- [Request] Copy everything in the entries below from the line containing "shadow on ground" down to the line containing "point(77, 54)", with both of those lines included and every character unchanged.

- [Extracted information]
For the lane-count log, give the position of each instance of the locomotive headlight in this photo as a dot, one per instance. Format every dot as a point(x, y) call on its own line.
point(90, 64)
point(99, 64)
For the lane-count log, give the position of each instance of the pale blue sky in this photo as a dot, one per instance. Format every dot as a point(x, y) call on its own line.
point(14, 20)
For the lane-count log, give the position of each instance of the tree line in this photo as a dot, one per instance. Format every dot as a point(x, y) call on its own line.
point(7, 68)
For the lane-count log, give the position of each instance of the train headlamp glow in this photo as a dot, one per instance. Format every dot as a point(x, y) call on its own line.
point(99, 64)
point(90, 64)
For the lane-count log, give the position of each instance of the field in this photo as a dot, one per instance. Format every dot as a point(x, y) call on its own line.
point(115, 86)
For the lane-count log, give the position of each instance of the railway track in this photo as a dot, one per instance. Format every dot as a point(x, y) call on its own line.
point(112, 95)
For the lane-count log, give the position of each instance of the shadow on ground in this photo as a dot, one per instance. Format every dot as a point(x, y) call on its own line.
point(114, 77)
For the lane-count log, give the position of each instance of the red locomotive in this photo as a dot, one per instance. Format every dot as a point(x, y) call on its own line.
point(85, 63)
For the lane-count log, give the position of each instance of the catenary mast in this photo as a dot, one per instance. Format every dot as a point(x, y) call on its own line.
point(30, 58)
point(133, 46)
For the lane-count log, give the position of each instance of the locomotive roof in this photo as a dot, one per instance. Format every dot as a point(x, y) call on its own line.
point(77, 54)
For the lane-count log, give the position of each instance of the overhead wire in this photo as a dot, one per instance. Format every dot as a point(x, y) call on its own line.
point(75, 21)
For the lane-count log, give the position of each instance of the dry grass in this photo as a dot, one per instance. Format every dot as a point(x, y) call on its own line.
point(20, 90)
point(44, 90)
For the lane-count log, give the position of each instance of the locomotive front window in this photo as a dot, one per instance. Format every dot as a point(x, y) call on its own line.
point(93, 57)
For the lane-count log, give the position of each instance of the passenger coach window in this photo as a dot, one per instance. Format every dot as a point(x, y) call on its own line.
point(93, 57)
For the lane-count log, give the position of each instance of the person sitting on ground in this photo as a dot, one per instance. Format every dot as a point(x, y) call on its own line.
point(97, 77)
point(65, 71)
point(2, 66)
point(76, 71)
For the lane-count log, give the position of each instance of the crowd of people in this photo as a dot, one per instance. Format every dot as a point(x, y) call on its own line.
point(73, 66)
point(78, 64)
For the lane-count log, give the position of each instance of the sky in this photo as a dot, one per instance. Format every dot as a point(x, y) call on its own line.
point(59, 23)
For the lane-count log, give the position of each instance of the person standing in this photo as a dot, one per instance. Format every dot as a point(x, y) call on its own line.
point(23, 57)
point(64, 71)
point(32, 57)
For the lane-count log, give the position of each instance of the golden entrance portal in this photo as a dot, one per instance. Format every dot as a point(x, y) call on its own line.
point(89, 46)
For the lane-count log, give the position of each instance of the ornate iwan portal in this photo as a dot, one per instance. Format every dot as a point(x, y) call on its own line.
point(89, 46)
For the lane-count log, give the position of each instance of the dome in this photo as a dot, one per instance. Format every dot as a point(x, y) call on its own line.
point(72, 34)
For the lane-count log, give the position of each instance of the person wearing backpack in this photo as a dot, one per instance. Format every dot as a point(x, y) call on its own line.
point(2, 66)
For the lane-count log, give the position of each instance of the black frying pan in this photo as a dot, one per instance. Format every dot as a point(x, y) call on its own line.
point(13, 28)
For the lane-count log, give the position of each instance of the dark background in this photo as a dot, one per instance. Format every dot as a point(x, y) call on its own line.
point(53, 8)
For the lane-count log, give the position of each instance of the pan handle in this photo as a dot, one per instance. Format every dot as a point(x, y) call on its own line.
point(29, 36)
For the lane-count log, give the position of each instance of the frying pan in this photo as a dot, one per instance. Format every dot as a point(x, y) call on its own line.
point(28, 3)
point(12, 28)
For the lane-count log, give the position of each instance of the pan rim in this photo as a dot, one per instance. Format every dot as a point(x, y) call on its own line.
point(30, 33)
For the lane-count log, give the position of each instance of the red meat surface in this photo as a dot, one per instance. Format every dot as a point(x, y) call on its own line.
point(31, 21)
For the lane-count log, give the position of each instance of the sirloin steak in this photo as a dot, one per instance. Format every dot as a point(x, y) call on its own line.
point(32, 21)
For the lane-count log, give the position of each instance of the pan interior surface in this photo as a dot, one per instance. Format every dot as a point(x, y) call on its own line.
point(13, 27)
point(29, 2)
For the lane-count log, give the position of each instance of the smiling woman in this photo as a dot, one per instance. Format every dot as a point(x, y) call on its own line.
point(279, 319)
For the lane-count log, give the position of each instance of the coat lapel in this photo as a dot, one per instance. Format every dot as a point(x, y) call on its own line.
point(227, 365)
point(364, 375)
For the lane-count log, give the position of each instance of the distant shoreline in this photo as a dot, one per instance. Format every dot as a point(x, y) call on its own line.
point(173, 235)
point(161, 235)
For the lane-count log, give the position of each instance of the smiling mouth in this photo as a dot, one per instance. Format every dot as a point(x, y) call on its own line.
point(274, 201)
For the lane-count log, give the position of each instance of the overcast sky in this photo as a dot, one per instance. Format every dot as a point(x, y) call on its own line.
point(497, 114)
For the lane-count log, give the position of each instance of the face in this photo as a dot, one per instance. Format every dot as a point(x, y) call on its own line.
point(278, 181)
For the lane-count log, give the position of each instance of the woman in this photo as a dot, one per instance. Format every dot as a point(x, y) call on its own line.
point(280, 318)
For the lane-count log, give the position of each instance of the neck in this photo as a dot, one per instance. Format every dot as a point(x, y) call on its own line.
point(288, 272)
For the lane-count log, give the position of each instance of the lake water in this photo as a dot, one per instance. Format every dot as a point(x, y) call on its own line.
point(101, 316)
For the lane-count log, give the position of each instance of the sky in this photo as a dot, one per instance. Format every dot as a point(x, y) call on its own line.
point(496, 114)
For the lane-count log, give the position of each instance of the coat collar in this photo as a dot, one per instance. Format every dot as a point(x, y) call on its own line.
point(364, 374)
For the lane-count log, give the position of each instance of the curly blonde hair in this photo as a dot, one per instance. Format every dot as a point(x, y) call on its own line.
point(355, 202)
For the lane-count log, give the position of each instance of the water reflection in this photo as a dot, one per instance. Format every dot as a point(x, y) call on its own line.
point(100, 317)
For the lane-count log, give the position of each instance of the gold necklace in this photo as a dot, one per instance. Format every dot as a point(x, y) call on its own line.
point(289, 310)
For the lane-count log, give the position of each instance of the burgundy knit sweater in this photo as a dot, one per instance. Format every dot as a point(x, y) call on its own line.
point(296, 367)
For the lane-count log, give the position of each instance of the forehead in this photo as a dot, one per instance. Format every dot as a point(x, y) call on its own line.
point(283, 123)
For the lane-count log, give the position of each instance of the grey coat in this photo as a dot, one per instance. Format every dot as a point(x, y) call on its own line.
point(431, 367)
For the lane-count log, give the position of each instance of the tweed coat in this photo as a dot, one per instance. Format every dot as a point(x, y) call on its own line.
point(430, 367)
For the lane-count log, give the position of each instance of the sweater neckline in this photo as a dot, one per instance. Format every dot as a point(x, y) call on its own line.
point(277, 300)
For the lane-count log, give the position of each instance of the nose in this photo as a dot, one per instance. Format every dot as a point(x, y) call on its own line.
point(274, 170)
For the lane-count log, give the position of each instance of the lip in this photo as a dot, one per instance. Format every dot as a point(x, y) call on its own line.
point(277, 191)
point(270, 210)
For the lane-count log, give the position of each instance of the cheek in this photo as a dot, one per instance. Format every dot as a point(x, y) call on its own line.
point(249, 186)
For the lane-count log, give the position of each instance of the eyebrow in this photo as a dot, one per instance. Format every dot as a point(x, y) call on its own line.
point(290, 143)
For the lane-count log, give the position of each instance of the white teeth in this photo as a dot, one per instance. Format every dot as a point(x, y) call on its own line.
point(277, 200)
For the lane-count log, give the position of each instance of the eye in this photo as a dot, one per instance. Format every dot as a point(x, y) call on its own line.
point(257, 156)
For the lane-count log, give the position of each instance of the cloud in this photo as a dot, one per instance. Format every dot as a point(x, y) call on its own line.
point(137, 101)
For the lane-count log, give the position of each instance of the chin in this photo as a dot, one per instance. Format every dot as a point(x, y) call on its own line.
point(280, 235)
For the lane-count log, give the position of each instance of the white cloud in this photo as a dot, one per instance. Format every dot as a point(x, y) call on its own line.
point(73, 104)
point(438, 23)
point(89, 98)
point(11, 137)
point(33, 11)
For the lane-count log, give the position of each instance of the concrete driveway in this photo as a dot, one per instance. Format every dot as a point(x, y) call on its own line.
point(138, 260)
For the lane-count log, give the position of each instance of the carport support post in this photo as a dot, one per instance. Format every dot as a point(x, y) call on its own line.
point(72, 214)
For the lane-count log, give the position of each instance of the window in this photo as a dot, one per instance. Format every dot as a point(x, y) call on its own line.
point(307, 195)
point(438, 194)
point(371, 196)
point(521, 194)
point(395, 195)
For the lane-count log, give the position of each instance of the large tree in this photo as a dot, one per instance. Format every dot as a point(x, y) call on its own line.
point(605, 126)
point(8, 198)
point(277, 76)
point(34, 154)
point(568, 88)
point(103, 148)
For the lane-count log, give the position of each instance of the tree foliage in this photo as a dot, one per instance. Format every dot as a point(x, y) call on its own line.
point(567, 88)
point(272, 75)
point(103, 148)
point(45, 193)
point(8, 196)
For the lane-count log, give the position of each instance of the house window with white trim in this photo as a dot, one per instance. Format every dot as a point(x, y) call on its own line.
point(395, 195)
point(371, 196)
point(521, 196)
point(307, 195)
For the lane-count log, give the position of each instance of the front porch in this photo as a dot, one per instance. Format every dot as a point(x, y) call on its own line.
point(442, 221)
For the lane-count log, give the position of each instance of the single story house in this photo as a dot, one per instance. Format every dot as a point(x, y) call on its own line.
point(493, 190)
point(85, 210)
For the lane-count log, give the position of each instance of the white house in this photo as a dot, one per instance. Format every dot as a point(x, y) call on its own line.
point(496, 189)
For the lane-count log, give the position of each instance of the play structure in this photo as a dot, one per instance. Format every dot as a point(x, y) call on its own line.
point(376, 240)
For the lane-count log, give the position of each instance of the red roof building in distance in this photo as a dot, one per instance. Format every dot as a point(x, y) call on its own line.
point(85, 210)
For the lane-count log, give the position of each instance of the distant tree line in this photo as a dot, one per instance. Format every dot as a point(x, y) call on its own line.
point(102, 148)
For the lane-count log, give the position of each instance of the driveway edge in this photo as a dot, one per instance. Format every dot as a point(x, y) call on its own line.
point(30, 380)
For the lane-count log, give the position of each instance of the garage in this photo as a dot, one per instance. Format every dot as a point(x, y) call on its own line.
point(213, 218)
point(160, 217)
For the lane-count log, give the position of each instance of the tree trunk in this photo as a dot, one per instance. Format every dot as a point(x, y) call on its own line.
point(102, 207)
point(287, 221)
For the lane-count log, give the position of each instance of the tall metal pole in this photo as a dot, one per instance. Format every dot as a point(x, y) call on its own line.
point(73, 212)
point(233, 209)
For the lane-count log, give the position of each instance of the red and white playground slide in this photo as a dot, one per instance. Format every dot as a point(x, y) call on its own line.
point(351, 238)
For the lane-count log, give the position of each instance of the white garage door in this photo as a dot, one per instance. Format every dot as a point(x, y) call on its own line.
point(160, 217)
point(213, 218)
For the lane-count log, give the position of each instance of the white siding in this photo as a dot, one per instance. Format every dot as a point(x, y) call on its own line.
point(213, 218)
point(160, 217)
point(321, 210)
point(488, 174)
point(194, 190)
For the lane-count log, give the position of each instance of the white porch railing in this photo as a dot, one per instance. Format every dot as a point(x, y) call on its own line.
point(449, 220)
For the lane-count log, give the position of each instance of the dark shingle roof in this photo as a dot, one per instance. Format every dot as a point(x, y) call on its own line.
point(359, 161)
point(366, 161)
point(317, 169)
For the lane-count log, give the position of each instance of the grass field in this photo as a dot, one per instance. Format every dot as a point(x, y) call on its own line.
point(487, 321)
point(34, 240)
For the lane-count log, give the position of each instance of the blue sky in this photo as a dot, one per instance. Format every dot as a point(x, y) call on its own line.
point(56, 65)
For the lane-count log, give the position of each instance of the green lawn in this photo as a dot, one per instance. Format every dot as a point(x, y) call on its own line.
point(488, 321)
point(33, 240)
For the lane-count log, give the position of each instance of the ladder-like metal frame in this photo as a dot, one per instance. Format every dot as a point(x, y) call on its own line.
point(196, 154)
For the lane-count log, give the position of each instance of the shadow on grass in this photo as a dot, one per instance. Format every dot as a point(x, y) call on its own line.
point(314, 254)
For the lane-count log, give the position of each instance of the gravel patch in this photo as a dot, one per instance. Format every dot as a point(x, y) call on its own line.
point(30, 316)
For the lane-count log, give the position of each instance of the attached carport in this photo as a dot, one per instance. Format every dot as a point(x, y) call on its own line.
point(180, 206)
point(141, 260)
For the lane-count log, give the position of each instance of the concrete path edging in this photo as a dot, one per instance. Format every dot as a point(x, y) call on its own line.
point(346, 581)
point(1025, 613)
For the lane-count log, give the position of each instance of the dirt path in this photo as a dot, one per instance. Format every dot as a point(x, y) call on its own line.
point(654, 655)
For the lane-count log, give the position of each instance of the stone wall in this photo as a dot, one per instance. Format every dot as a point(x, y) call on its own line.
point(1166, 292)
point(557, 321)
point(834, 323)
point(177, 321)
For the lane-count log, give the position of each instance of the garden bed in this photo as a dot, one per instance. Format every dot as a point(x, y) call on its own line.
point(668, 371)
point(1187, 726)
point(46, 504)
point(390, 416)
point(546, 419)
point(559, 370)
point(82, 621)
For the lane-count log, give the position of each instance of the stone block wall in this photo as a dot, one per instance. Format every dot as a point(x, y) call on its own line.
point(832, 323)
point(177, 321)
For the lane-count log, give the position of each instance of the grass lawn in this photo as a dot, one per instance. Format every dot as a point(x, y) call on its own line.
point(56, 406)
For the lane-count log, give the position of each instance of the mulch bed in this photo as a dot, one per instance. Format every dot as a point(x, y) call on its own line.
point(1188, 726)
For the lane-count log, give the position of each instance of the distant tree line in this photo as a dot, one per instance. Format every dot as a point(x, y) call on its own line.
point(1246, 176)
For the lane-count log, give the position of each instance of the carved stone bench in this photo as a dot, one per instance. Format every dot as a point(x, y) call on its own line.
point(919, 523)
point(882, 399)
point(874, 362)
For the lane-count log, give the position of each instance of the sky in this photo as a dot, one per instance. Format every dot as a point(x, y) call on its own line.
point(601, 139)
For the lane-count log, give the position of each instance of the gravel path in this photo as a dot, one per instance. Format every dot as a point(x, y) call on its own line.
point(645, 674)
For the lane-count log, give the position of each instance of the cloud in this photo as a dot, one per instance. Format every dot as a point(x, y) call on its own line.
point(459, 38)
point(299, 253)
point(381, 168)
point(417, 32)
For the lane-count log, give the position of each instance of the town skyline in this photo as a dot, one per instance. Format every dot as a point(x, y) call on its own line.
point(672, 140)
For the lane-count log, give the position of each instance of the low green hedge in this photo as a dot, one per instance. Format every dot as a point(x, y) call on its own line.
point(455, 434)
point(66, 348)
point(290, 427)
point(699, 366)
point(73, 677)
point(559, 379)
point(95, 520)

- [Solution to this task]
For the lane-count log, give the position of each instance of the shadow on ground in this photo as a dot, one per instance. Format every dot as a point(x, y) call on its own line.
point(114, 77)
For the lane-count log, give the position of each instance of the red locomotive in this photo as a dot, one per instance. Format every dot as a point(x, y) call on its own line.
point(85, 63)
For the lane-count log, give the position of each instance of the catenary mast in this photo as a dot, one per instance. Format every dot as a point(x, y) call on its own line.
point(30, 58)
point(133, 46)
For the lane-count log, give the position of each instance of the locomotive roof in this photo as a dot, one per instance. Format every dot as a point(x, y) call on its own line.
point(77, 54)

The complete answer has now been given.